* START DOCUMENT EXCERPT *

The basic principle of frequency calibration is simple. If a reference tone of known frequency is available, it can be recorded along with the bell sound. When the bell sound is later analysed, the frequency of the reference tone is checked at the same time. If there is a discrepancy, work out the ratio of actual reference frequency to that measured on the reocording. All the measured frequencies in the recording then have to be scaled by this factor. Wavanal, if you are using it, includes the facility to resample a recordings to eliminate the discrepancy. For example, I discovered during the calibration exercise explained below that a 600 Hz tone recorded on my laptop resulted in an analysed frequency of 599.7 Hz. The correction factor, 600 / 599.7 = 1.0005, entered into the 'increase frequency' screen in wavanal, resamples the recording to give the correct result.

Discrepancies can arise both because of errors in recorder speed, and digitisation rate errors in the equipment used to digitise the sound (e.g. the sound card). The processor speed of the PC is not relevant to the accuracy. Even if you are recording direct to PC or laptop, it is worth calibrating the device at least once to see if it is giving significant errors, as you will see below.

Sources of reference tones include tuning forks and handbells, both of which are commonly used. Tuning forks have the advantage of portability. Handbells have the advantage that their frequency variation with temperature is probably the same as that of the bells being recorded. Both forks and handbells have the considerable disadvantage that their frequency is not known, and has to be measured somehow for them to be of use. I have learned not to trust the supposed frequency of tuning forks unless they have been measured, I have seen them up to 10 Hz out.

A suggestion from Dave Kelly led me to investigate the availability of broadcast frequency standards. Dave suggested that the frequency of the time signal pips on BBC Radio 4 was 1000 Hz - for those in a part of the world where this station can be received. He and I have both measured the pip frequency on a number of occasions and have found it to be about 1001 Hz. There are three difficulties in using the time signal as a frequency standard. First, the signal is very brief - the only part of it useful in practice is the half-second burst at the end, which is not long enough for accurate measurement. The second disadvantage is that the signal is only available for a brief instant once an hour. Thirdly, the stability of the frequency is not known. I measured the pips on a recording believed to be running to speed and found the frequency to be 985 Hz. On the plus side, all that is necessary to use this signal as a frequency standard is a radio tuned to BBC Radio 4.

* END DOCUMENT EXCERPT *
* START STORED DATA *

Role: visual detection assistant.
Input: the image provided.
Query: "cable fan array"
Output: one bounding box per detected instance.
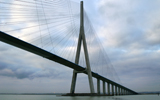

* END STORED DATA *

THE EXERCISE
Please write the next part of the passage on calibrating bell recordings against reference tones, picking up right after its last sentence. The material can be set aside here.

RESULT OF THE EXERCISE
In searching for a better standard than this I was led to the US National Institute of Standards and Technology. NIST broadcast standard frequencies, linked to the equipment which produces the US time standard. These broadcasts can also be accessed via telephone. For the price of a telephone call to the US, very accurate frequency standards are available at all times. If a frequency standard is needed when taking recordings in the bell tower, the NIST standard can be accessed using a mobile phone.

A description of the service is available from the NIST Time and Frequency Division website from which the following details are taken. There are two phone numbers that allow you to listen to NIST time. To hear a simulcast of the WWV shortwave broadcast, call (303) 499-7111. This is not a toll-free call, except in the local Boulder/Denver, Colorado area. To hear a simulcast of the WWVH time announcements from Hawaii, call (808) 335-4363. WWV and WWVH also broadcast precise 1 second time intervals (the interval between the "ticking sounds" you hear) and standard audio frequencies of 440, 500, and 600 Hz. To reach NIST from the UK, call 001-303-499-7111. The tones last for almost a minute, giving ample opportunity to measure their frequency.

The schedule for transmission of the tones repeats every hour, at the following times. Only at around quarter to the hour is it necessary to wait more than a minute or so for a reference tone:

Tone Minutes past the hour
600 Hz 1, 3, 5, 7, 11, 13, 17, 19, 21, 23, 25, 27, 31, 33, 35, 37, 39, 41, 53, 55, 57
500 Hz 4, 6, 8, 9, 10, 12, 14, 15, 16, 18, 20, 22, 24, 26, 28, 32, 34, 36, 38, 40, 42, 52, 54, 56, 58
440 Hz 2
none 0, 29, 30, 43, 44, 45, 46, 47, 48, 49, 50, 51, 59

Here is a sample of the transmission from NIST recorded into my laptop from a mobile phone. (The recording has been resampled to compensate for digitisation rate error.) The sample comprises the following:

Though the sound is noisy the 600 Hz tone gives a very clear reference frequency as you will see if you analyse it. However, do not use this recording to calibrate your PC, it came into your computer ready-digitised and bypassed the sound card. Wavanal will report the frequencies as exact whatever the specification of your computer! Likewise, do not play this recording and use it to calibrate a recorder; the playback frequency will depend on the calibration of your sound card. For a valid calibration, the NIST transmission must come into the PC from the phone via your recorder (if used) and sound card.

I used the NIST tones to calibrate the sound interface on my home PCs, by digitising them through a microphone into each machine. The sound from the phone is quiet, I made the recordings by turning the record level on the PCs to maximum and holding the microphone close to the telephone earpiece. I was able to make successful calibrations with ease using a mobile phone. Multiple recordings were taken on each machine, over a period of about 24 hours. The first and most important conclusion is that, once a sound has been digitised on a particular machine, analysis on any machine always gives the same frequency - as one would expect, because frequency analysis is no more than a series of arithmetic operations on a sequence of bytes in a file. The second conclusion is that, over the 24 hour period, the NIST frequencies were stable to the limits I was able to measure them.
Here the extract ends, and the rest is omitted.